* [Listed entries]:

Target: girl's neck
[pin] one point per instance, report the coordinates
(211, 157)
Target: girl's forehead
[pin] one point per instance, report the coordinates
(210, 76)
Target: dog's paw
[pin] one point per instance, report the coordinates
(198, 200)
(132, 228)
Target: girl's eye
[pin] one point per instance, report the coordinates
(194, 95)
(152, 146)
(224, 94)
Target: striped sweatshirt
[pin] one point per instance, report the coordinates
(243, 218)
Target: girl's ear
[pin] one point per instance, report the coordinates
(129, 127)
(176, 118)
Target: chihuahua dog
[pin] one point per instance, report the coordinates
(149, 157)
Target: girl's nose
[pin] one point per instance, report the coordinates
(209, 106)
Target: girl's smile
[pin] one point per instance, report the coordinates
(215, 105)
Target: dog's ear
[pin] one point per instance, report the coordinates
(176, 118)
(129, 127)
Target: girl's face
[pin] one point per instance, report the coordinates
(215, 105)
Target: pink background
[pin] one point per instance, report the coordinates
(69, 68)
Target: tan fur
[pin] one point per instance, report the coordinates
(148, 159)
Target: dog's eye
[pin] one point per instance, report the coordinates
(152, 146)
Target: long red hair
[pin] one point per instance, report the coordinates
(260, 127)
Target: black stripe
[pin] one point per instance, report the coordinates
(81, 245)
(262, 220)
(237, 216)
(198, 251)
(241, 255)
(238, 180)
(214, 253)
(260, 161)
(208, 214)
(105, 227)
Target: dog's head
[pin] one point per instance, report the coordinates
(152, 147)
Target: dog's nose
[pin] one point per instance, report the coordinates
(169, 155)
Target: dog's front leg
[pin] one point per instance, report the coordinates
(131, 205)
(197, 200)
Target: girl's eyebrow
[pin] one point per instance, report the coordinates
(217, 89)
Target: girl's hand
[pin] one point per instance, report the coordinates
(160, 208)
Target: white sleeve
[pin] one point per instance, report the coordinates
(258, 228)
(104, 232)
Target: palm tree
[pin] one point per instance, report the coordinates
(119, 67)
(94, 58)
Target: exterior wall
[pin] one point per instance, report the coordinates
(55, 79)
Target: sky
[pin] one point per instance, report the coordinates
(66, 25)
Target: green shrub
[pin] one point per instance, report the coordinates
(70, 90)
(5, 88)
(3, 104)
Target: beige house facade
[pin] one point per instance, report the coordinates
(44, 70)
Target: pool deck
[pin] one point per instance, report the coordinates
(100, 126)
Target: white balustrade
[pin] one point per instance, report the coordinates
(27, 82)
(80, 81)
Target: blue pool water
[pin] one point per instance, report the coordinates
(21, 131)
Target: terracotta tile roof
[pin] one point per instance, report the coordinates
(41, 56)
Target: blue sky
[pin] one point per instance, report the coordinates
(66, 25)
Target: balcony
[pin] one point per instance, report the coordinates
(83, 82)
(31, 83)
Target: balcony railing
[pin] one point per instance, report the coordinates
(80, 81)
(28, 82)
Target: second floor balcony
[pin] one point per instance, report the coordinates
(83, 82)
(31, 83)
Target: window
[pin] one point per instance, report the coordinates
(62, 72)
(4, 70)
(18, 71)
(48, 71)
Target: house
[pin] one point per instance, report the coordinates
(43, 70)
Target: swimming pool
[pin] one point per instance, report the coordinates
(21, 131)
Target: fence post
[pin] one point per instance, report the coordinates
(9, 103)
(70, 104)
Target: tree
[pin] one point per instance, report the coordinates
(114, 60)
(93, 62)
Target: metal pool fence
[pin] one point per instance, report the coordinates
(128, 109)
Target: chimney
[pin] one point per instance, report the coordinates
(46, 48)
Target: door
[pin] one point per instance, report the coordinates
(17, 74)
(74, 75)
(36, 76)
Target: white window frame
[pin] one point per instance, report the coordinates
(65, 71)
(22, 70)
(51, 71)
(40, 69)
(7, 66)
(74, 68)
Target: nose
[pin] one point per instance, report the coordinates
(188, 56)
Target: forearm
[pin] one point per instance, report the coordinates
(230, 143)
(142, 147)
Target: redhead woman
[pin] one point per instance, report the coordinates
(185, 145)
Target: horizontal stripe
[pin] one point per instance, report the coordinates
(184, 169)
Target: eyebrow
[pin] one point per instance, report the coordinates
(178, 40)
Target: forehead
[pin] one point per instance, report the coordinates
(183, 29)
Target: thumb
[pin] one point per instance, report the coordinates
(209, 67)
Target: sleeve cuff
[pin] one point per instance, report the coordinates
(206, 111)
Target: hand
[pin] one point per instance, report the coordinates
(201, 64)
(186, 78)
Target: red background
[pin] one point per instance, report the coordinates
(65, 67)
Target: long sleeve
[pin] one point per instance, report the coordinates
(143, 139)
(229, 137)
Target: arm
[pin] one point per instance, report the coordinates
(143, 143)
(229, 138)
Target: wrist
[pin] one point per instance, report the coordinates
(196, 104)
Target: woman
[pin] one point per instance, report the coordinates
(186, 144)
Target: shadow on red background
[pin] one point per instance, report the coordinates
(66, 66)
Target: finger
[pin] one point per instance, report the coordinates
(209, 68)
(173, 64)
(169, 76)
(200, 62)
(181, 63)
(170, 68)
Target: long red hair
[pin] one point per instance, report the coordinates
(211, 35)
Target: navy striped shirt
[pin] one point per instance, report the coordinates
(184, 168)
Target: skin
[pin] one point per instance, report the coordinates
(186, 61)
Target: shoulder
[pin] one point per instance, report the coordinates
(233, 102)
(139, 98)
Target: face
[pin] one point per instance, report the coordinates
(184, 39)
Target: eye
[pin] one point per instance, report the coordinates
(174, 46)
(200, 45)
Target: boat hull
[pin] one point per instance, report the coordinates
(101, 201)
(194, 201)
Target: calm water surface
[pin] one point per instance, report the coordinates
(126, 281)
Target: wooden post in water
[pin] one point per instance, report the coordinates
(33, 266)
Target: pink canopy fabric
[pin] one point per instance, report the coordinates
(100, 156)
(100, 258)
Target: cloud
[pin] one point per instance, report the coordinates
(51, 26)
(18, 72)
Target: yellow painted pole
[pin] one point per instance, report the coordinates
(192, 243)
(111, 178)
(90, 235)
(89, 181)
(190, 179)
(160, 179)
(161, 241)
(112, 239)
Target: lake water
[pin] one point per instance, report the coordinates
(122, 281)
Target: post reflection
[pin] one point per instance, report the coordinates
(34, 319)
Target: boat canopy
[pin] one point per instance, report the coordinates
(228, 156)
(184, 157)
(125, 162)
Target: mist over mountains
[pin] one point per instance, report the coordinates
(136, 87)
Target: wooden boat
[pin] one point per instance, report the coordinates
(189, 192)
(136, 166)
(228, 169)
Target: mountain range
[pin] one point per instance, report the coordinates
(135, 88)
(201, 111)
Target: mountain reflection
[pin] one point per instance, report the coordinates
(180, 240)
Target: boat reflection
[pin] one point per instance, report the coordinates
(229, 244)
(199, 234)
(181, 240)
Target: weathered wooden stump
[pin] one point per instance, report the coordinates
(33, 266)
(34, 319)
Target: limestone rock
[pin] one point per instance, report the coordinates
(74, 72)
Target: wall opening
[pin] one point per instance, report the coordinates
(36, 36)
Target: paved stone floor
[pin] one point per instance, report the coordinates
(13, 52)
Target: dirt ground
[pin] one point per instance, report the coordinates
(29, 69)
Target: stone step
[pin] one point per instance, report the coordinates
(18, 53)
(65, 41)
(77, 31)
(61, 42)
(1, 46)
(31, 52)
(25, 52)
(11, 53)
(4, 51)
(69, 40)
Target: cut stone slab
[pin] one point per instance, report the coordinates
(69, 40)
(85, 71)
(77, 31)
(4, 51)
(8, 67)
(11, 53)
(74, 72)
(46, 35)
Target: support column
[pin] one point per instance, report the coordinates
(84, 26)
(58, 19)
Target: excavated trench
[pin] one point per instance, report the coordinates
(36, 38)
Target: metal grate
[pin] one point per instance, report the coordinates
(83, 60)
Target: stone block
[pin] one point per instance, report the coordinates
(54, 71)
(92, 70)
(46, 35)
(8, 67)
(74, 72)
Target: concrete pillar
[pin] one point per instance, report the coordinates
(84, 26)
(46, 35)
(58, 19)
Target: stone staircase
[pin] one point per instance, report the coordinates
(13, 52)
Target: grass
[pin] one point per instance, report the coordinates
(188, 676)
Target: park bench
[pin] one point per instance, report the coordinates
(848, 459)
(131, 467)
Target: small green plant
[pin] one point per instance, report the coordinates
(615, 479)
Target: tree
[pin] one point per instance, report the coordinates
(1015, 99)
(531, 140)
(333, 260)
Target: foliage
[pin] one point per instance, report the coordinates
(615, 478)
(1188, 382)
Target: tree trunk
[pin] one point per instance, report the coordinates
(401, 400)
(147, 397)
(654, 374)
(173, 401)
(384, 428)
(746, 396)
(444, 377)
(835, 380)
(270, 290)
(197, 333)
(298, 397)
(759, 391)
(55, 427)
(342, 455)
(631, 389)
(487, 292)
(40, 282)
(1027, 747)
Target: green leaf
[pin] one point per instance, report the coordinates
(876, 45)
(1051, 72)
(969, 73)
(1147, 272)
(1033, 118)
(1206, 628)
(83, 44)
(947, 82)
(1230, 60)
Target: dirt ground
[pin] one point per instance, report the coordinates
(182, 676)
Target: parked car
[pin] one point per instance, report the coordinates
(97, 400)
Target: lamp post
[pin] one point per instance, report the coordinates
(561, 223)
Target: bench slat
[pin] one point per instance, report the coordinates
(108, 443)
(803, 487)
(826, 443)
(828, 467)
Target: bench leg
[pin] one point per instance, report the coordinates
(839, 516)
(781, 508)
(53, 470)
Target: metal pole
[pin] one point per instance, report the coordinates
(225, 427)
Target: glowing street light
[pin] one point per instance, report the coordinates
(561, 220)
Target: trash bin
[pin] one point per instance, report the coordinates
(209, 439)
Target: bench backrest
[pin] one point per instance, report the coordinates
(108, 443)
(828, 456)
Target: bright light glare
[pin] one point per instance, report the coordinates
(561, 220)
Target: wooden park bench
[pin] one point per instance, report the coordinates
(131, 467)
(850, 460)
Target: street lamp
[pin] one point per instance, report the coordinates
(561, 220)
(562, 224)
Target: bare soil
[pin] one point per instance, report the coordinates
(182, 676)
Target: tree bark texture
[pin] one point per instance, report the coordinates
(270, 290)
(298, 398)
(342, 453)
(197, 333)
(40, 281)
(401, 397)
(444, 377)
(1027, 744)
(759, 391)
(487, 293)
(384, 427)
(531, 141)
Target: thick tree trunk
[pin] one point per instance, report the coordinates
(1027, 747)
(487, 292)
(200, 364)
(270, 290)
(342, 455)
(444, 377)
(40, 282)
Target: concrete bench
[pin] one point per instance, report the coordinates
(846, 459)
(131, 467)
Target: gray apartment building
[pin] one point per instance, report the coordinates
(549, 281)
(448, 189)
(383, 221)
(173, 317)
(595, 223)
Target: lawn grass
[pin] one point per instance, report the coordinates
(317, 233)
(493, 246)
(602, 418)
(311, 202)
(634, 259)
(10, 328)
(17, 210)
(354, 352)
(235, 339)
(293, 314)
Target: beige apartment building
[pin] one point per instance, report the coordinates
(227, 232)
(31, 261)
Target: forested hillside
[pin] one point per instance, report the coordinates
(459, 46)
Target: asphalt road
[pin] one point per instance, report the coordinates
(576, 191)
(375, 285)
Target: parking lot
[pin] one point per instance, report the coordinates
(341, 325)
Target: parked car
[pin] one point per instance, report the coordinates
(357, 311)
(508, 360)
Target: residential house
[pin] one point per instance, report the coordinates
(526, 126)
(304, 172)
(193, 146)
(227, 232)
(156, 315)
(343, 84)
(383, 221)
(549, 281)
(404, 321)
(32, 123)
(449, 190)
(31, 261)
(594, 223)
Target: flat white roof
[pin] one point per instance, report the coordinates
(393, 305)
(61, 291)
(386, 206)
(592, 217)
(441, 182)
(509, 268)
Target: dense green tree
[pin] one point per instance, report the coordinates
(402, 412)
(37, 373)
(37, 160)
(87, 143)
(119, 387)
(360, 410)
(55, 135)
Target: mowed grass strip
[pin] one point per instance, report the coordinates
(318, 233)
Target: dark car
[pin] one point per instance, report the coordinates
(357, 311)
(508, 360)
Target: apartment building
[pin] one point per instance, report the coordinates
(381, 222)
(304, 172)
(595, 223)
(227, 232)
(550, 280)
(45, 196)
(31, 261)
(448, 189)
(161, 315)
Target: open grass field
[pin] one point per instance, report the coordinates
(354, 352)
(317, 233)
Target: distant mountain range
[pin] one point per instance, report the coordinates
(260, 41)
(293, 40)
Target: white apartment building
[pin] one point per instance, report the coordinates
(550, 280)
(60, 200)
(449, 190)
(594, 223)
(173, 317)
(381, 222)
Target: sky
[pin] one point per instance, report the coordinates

* [Work required]: Copy exactly the lines above, from the one containing "Target: residential house" through the very last line.

* [Task solution]:
Target: residential house
[pin] one point per instance, report the coordinates
(526, 126)
(304, 172)
(193, 146)
(227, 232)
(156, 315)
(343, 84)
(383, 221)
(549, 281)
(404, 321)
(32, 123)
(449, 190)
(31, 261)
(594, 223)
Target: flat white roof
[pin] one point per instance, report the coordinates
(393, 305)
(61, 291)
(386, 206)
(592, 217)
(441, 182)
(509, 268)
Target: dense green tree
[pin] one point per instance, report the coordinates
(402, 412)
(37, 373)
(37, 160)
(87, 143)
(119, 387)
(360, 410)
(55, 135)
Target: mowed grass strip
[pin] one point per instance, report the coordinates
(318, 233)
Target: dark car
[pin] one point per instance, report the coordinates
(357, 311)
(508, 360)
Target: apartment building
[pin] one point per instance, report the coordinates
(381, 222)
(304, 172)
(595, 223)
(227, 232)
(550, 280)
(45, 196)
(31, 261)
(448, 189)
(161, 315)
Target: open grass field
[pin] one point per instance, report the coordinates
(354, 352)
(317, 233)
Target: distant mountain range
[pin] one point per instance, report the coordinates
(260, 41)
(293, 40)
Target: white apartment building
[pin] one point per instance, report the coordinates
(550, 280)
(60, 200)
(449, 190)
(594, 223)
(173, 317)
(381, 222)
Target: sky
[pin] one point per instance, report the coordinates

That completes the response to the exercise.